[Written request] Count the lines in the records below that contain the string "reflection", with case counting, and give only that number.

[Source records]
::::

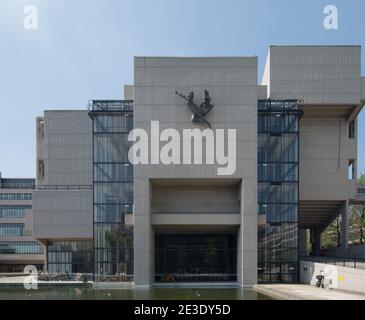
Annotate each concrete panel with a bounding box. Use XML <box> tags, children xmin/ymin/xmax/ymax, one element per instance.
<box><xmin>41</xmin><ymin>110</ymin><xmax>92</xmax><ymax>186</ymax></box>
<box><xmin>33</xmin><ymin>190</ymin><xmax>93</xmax><ymax>239</ymax></box>
<box><xmin>263</xmin><ymin>46</ymin><xmax>361</xmax><ymax>105</ymax></box>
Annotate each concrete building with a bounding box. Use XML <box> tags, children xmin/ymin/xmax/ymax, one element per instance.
<box><xmin>33</xmin><ymin>110</ymin><xmax>93</xmax><ymax>273</ymax></box>
<box><xmin>0</xmin><ymin>173</ymin><xmax>44</xmax><ymax>273</ymax></box>
<box><xmin>33</xmin><ymin>46</ymin><xmax>365</xmax><ymax>287</ymax></box>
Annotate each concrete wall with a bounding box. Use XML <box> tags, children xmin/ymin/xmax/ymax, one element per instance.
<box><xmin>0</xmin><ymin>187</ymin><xmax>45</xmax><ymax>265</ymax></box>
<box><xmin>299</xmin><ymin>117</ymin><xmax>357</xmax><ymax>200</ymax></box>
<box><xmin>37</xmin><ymin>110</ymin><xmax>92</xmax><ymax>186</ymax></box>
<box><xmin>262</xmin><ymin>46</ymin><xmax>361</xmax><ymax>105</ymax></box>
<box><xmin>33</xmin><ymin>190</ymin><xmax>93</xmax><ymax>239</ymax></box>
<box><xmin>300</xmin><ymin>261</ymin><xmax>365</xmax><ymax>293</ymax></box>
<box><xmin>151</xmin><ymin>185</ymin><xmax>240</xmax><ymax>214</ymax></box>
<box><xmin>33</xmin><ymin>110</ymin><xmax>93</xmax><ymax>240</ymax></box>
<box><xmin>134</xmin><ymin>57</ymin><xmax>258</xmax><ymax>286</ymax></box>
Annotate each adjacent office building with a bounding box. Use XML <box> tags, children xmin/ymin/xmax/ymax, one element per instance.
<box><xmin>33</xmin><ymin>46</ymin><xmax>365</xmax><ymax>286</ymax></box>
<box><xmin>0</xmin><ymin>173</ymin><xmax>44</xmax><ymax>273</ymax></box>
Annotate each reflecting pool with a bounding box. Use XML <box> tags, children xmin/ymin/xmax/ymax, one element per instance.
<box><xmin>0</xmin><ymin>285</ymin><xmax>272</xmax><ymax>300</ymax></box>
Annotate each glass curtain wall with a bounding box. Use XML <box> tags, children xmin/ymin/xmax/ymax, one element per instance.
<box><xmin>155</xmin><ymin>234</ymin><xmax>237</xmax><ymax>282</ymax></box>
<box><xmin>90</xmin><ymin>101</ymin><xmax>133</xmax><ymax>282</ymax></box>
<box><xmin>258</xmin><ymin>100</ymin><xmax>302</xmax><ymax>283</ymax></box>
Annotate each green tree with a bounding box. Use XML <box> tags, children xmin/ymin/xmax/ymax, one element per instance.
<box><xmin>357</xmin><ymin>173</ymin><xmax>365</xmax><ymax>184</ymax></box>
<box><xmin>321</xmin><ymin>173</ymin><xmax>365</xmax><ymax>247</ymax></box>
<box><xmin>349</xmin><ymin>205</ymin><xmax>365</xmax><ymax>244</ymax></box>
<box><xmin>321</xmin><ymin>215</ymin><xmax>342</xmax><ymax>248</ymax></box>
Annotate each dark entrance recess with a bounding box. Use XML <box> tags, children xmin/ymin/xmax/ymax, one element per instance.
<box><xmin>155</xmin><ymin>234</ymin><xmax>237</xmax><ymax>282</ymax></box>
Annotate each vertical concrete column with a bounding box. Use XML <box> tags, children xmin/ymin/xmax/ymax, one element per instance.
<box><xmin>237</xmin><ymin>179</ymin><xmax>257</xmax><ymax>287</ymax></box>
<box><xmin>298</xmin><ymin>229</ymin><xmax>307</xmax><ymax>256</ymax></box>
<box><xmin>134</xmin><ymin>180</ymin><xmax>154</xmax><ymax>287</ymax></box>
<box><xmin>341</xmin><ymin>200</ymin><xmax>349</xmax><ymax>254</ymax></box>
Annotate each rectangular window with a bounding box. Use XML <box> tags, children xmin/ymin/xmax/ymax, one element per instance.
<box><xmin>348</xmin><ymin>159</ymin><xmax>355</xmax><ymax>180</ymax></box>
<box><xmin>0</xmin><ymin>193</ymin><xmax>32</xmax><ymax>200</ymax></box>
<box><xmin>0</xmin><ymin>223</ymin><xmax>25</xmax><ymax>236</ymax></box>
<box><xmin>37</xmin><ymin>160</ymin><xmax>44</xmax><ymax>180</ymax></box>
<box><xmin>349</xmin><ymin>121</ymin><xmax>355</xmax><ymax>139</ymax></box>
<box><xmin>0</xmin><ymin>241</ymin><xmax>43</xmax><ymax>254</ymax></box>
<box><xmin>0</xmin><ymin>206</ymin><xmax>32</xmax><ymax>219</ymax></box>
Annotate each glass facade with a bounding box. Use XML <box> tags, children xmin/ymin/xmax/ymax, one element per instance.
<box><xmin>258</xmin><ymin>100</ymin><xmax>302</xmax><ymax>283</ymax></box>
<box><xmin>0</xmin><ymin>206</ymin><xmax>32</xmax><ymax>219</ymax></box>
<box><xmin>0</xmin><ymin>241</ymin><xmax>43</xmax><ymax>254</ymax></box>
<box><xmin>0</xmin><ymin>179</ymin><xmax>35</xmax><ymax>189</ymax></box>
<box><xmin>89</xmin><ymin>101</ymin><xmax>133</xmax><ymax>281</ymax></box>
<box><xmin>0</xmin><ymin>223</ymin><xmax>25</xmax><ymax>236</ymax></box>
<box><xmin>0</xmin><ymin>193</ymin><xmax>32</xmax><ymax>200</ymax></box>
<box><xmin>47</xmin><ymin>241</ymin><xmax>94</xmax><ymax>274</ymax></box>
<box><xmin>155</xmin><ymin>234</ymin><xmax>237</xmax><ymax>282</ymax></box>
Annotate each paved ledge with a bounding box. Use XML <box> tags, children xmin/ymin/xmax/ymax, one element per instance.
<box><xmin>254</xmin><ymin>284</ymin><xmax>365</xmax><ymax>300</ymax></box>
<box><xmin>92</xmin><ymin>281</ymin><xmax>134</xmax><ymax>289</ymax></box>
<box><xmin>152</xmin><ymin>281</ymin><xmax>239</xmax><ymax>289</ymax></box>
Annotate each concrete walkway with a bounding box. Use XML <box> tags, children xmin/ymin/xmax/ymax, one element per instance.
<box><xmin>255</xmin><ymin>284</ymin><xmax>365</xmax><ymax>300</ymax></box>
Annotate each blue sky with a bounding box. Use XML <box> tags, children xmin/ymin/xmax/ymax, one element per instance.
<box><xmin>0</xmin><ymin>0</ymin><xmax>365</xmax><ymax>177</ymax></box>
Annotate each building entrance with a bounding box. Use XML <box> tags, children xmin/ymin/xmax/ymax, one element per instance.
<box><xmin>155</xmin><ymin>234</ymin><xmax>237</xmax><ymax>282</ymax></box>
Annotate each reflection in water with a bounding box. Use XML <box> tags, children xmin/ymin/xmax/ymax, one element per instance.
<box><xmin>0</xmin><ymin>286</ymin><xmax>271</xmax><ymax>300</ymax></box>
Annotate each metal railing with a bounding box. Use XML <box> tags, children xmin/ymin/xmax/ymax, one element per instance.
<box><xmin>35</xmin><ymin>185</ymin><xmax>93</xmax><ymax>190</ymax></box>
<box><xmin>88</xmin><ymin>100</ymin><xmax>133</xmax><ymax>111</ymax></box>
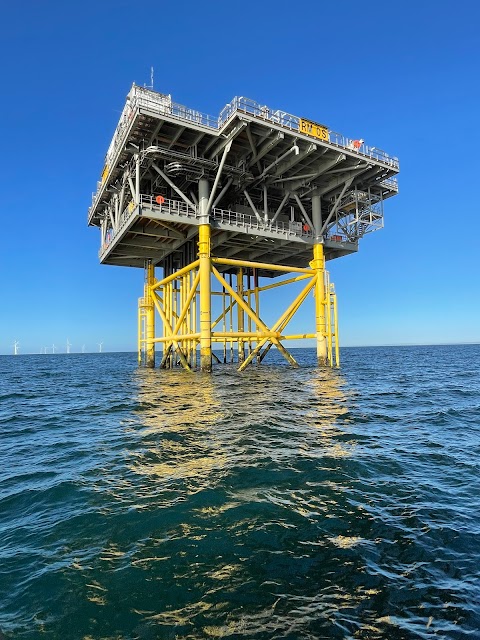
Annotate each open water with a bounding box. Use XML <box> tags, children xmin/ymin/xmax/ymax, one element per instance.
<box><xmin>0</xmin><ymin>345</ymin><xmax>480</xmax><ymax>640</ymax></box>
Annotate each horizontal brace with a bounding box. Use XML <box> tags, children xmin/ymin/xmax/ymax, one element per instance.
<box><xmin>151</xmin><ymin>260</ymin><xmax>200</xmax><ymax>291</ymax></box>
<box><xmin>212</xmin><ymin>258</ymin><xmax>315</xmax><ymax>276</ymax></box>
<box><xmin>212</xmin><ymin>331</ymin><xmax>282</xmax><ymax>340</ymax></box>
<box><xmin>152</xmin><ymin>333</ymin><xmax>200</xmax><ymax>342</ymax></box>
<box><xmin>243</xmin><ymin>273</ymin><xmax>312</xmax><ymax>295</ymax></box>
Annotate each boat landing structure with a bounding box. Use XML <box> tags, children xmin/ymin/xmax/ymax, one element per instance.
<box><xmin>88</xmin><ymin>85</ymin><xmax>399</xmax><ymax>371</ymax></box>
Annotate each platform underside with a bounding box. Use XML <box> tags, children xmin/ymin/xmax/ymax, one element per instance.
<box><xmin>89</xmin><ymin>88</ymin><xmax>398</xmax><ymax>275</ymax></box>
<box><xmin>100</xmin><ymin>207</ymin><xmax>358</xmax><ymax>276</ymax></box>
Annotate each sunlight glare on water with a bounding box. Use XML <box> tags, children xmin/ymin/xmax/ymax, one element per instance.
<box><xmin>0</xmin><ymin>345</ymin><xmax>480</xmax><ymax>640</ymax></box>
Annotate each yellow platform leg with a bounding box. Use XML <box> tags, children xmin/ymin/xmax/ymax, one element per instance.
<box><xmin>198</xmin><ymin>224</ymin><xmax>212</xmax><ymax>372</ymax></box>
<box><xmin>144</xmin><ymin>260</ymin><xmax>155</xmax><ymax>369</ymax></box>
<box><xmin>310</xmin><ymin>244</ymin><xmax>328</xmax><ymax>367</ymax></box>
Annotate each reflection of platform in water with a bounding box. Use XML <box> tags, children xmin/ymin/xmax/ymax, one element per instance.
<box><xmin>88</xmin><ymin>85</ymin><xmax>399</xmax><ymax>370</ymax></box>
<box><xmin>89</xmin><ymin>86</ymin><xmax>398</xmax><ymax>275</ymax></box>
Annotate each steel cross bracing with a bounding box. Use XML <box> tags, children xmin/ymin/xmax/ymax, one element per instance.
<box><xmin>88</xmin><ymin>85</ymin><xmax>399</xmax><ymax>371</ymax></box>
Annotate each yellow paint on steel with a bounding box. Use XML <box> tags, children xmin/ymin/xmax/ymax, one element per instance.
<box><xmin>154</xmin><ymin>333</ymin><xmax>200</xmax><ymax>345</ymax></box>
<box><xmin>298</xmin><ymin>118</ymin><xmax>330</xmax><ymax>142</ymax></box>
<box><xmin>144</xmin><ymin>261</ymin><xmax>155</xmax><ymax>369</ymax></box>
<box><xmin>152</xmin><ymin>258</ymin><xmax>201</xmax><ymax>290</ymax></box>
<box><xmin>237</xmin><ymin>267</ymin><xmax>246</xmax><ymax>362</ymax></box>
<box><xmin>310</xmin><ymin>244</ymin><xmax>328</xmax><ymax>366</ymax></box>
<box><xmin>333</xmin><ymin>293</ymin><xmax>340</xmax><ymax>368</ymax></box>
<box><xmin>212</xmin><ymin>296</ymin><xmax>237</xmax><ymax>329</ymax></box>
<box><xmin>212</xmin><ymin>266</ymin><xmax>298</xmax><ymax>371</ymax></box>
<box><xmin>212</xmin><ymin>258</ymin><xmax>314</xmax><ymax>276</ymax></box>
<box><xmin>173</xmin><ymin>271</ymin><xmax>200</xmax><ymax>335</ymax></box>
<box><xmin>152</xmin><ymin>296</ymin><xmax>191</xmax><ymax>371</ymax></box>
<box><xmin>198</xmin><ymin>224</ymin><xmax>212</xmax><ymax>372</ymax></box>
<box><xmin>238</xmin><ymin>278</ymin><xmax>316</xmax><ymax>371</ymax></box>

::::

[Completed task] 2